## BEGIN
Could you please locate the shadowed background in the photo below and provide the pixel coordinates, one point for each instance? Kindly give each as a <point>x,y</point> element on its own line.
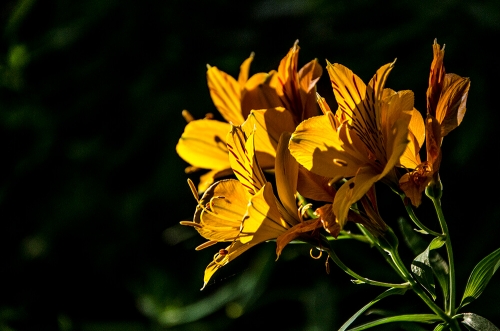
<point>92,191</point>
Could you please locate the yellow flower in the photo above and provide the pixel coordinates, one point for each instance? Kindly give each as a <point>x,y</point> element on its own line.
<point>246,212</point>
<point>203,142</point>
<point>446,101</point>
<point>364,139</point>
<point>278,101</point>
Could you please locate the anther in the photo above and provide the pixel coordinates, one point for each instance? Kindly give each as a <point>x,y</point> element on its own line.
<point>193,190</point>
<point>315,257</point>
<point>187,116</point>
<point>340,162</point>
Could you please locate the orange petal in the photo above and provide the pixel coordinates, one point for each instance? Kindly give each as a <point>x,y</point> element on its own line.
<point>436,78</point>
<point>317,146</point>
<point>221,210</point>
<point>296,232</point>
<point>243,159</point>
<point>226,95</point>
<point>202,144</point>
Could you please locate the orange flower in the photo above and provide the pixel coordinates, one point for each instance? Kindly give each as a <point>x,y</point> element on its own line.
<point>446,101</point>
<point>278,101</point>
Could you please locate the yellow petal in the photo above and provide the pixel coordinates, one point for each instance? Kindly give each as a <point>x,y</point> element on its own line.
<point>226,95</point>
<point>308,77</point>
<point>288,89</point>
<point>351,191</point>
<point>244,71</point>
<point>349,92</point>
<point>397,142</point>
<point>317,147</point>
<point>416,136</point>
<point>268,125</point>
<point>209,178</point>
<point>315,187</point>
<point>203,144</point>
<point>263,221</point>
<point>221,210</point>
<point>287,172</point>
<point>296,232</point>
<point>436,78</point>
<point>230,253</point>
<point>433,141</point>
<point>243,159</point>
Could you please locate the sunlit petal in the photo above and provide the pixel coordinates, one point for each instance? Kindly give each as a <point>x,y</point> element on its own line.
## END
[Task statement] Recast the material above as a numbered list with blank lines omitted, covering only the part from its start through the line containing "<point>340,162</point>". Leave the pictures out of the list.

[Reply]
1. Could you please locate the shadowed background in the photo below and provide the pixel coordinates, one point for each instance? Kindly give each as a <point>x,y</point> element on its own line.
2. <point>92,191</point>
3. Could you please locate the yellow flower in the photo above and provide the pixel coordinates, one point for each instance? Kindly give each as a <point>x,y</point> element on its own line.
4. <point>246,212</point>
5. <point>203,142</point>
6. <point>446,101</point>
7. <point>364,139</point>
8. <point>278,101</point>
9. Could you please locate the anther in the photo above and provide the pixel coordinates, one point for each instance? Kindly give each as a <point>x,y</point> element on its own line.
10. <point>193,190</point>
11. <point>315,257</point>
12. <point>187,116</point>
13. <point>340,162</point>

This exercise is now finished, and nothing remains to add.